_EXTRACTED TEXT:_
[start]

John Hope Franklin. Mirror to America: The Autobiography of John Hope Franklin. New York: Farrar, Straus and Giroux, 2005. xi + 400 pp. Illustrations and index. $25.00.
Jeremy D. Popkin. History, Historians, and Autobiography. Chicago: University of Chicago Press, 2005. x + 339 pp. Notes, bibliography, and index. $29.00.

Although these two books appeared just months apart, their textures could not be more different. Quite obviously, one is a full-fledged autobiography while the other provides a vade mecum to a great many: why they were written and what they tell us about history as a discipline. Popkin is concerned with the patterns and dynamics characteristic of a substantial sub-genre of historical writing. Franklin is notably concerned with racism and interracial dynamics as obstacles (but also assistance at times) to personal development and professional achievement. Popkin's view is "macro," and his lessons highlight the tension between subjectivity and the quest for authenticity. Franklin's vision is "micro," and his lessons illuminate the tension between vocational determination and social discrimination. Where Franklin perceives reflections and distortions of social change in a mirror, "as through a glass darkly," Popkin provides a wide and multi-paned window for observing the guild. He depends upon the introspection of others while Franklin draws upon a lifetime of frustrations and accomplishments richly experienced. Yet each book is carefully nuanced in its own distinctive way. To borrow a phrase from Ralph Ellison, both authors are "going to the territory" where members of our guild live and work. They do arrive by way of different routes.

Each book deserves a wide audience among historians of all stripes as well as readers who appreciate autobiography as a genre. Jeremy Popkin is a professor at the University of Kentucky who has specialized in French history. For this project, however, he has ranged very broadly (and exhaustively), drawing upon autobiographies written by numerous Americanists, along with historians from Canada, Australia, and especially western Europe. Popkin defines his quarry as "published personal narratives in which the [End Page 627] author's own life is the principal subject, by authors who were also, for at least some substantial part of their lives, professional scholars and, in most cases, teachers of history" (p. 69). He has scrutinized close to three hundred widely varied accounts (books as well as shorter publications); and in determining whether someone qualifies as a historian, Popkin has deliberately chosen to be inclusive. That is one strength among many in a richly textured, meticulously thorough inquiry.

[end]

_STATED GOAL 1:_
Answer the following from the review, one line each, marking your answers (a), (b) and (c):
(a) Which press published Popkin's book?
(b) At which university is Jeremy Popkin a professor?
(c) About how many accounts has Popkin scrutinized?
_STATED GOAL 2:_ Render the records as a numbered list, starting with the line containing "Look at the photo above. For each instance of the white" and continuing through the end of the records, with blank lines omitted.

_INPUT:_
[start]

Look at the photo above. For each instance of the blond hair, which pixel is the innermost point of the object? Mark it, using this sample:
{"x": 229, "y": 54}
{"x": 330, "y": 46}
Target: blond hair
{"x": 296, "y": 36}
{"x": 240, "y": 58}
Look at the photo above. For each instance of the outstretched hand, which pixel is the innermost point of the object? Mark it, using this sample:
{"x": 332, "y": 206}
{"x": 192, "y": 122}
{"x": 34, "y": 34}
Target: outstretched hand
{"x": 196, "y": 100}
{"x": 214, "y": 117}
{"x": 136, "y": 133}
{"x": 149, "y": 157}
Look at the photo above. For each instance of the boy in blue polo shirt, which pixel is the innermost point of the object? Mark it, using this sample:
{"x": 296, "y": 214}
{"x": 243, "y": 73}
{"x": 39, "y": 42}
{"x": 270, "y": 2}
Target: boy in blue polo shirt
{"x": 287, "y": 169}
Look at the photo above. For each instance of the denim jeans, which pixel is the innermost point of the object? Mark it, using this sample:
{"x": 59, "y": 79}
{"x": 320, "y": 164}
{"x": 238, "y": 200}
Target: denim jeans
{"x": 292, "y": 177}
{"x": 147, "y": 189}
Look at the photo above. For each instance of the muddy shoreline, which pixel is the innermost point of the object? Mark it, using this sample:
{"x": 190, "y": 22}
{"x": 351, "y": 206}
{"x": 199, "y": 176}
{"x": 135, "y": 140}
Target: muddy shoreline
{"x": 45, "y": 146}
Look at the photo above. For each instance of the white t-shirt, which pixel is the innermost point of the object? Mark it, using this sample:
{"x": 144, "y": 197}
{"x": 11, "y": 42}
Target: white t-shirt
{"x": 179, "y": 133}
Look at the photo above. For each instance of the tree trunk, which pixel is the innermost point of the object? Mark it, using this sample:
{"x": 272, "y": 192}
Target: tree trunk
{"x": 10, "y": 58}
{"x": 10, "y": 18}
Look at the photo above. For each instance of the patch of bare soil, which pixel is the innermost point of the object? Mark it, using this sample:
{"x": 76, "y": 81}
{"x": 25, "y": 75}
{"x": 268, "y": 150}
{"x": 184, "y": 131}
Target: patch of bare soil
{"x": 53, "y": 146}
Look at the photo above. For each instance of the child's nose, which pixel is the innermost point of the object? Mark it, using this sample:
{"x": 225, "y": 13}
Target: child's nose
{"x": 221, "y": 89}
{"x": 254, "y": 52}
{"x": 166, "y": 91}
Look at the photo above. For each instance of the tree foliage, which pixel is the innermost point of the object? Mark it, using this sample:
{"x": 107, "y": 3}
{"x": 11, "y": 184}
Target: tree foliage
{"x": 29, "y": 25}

[end]

_FINAL RESULT 1:_
(a) University of Chicago Press
(b) The University of Kentucky
(c) Close to three hundred

_FINAL RESULT 2:_
1. Look at the photo above. For each instance of the white t-shirt, which pixel is the innermost point of the object? Mark it, using this sample:
2. {"x": 144, "y": 197}
3. {"x": 11, "y": 42}
4. Target: white t-shirt
5. {"x": 179, "y": 133}
6. Look at the photo above. For each instance of the tree trunk, which pixel is the innermost point of the object? Mark it, using this sample:
7. {"x": 272, "y": 192}
8. Target: tree trunk
9. {"x": 10, "y": 58}
10. {"x": 10, "y": 18}
11. Look at the photo above. For each instance of the patch of bare soil, which pixel is the innermost point of the object? Mark it, using this sample:
12. {"x": 76, "y": 81}
13. {"x": 25, "y": 75}
14. {"x": 268, "y": 150}
15. {"x": 184, "y": 131}
16. Target: patch of bare soil
17. {"x": 53, "y": 146}
18. Look at the photo above. For each instance of the child's nose, which pixel is the innermost point of the object? Mark it, using this sample:
19. {"x": 225, "y": 13}
20. Target: child's nose
21. {"x": 221, "y": 89}
22. {"x": 254, "y": 52}
23. {"x": 166, "y": 91}
24. Look at the photo above. For each instance of the tree foliage, which pixel is the innermost point of the object? Mark it, using this sample:
25. {"x": 107, "y": 3}
26. {"x": 11, "y": 184}
27. Target: tree foliage
28. {"x": 29, "y": 25}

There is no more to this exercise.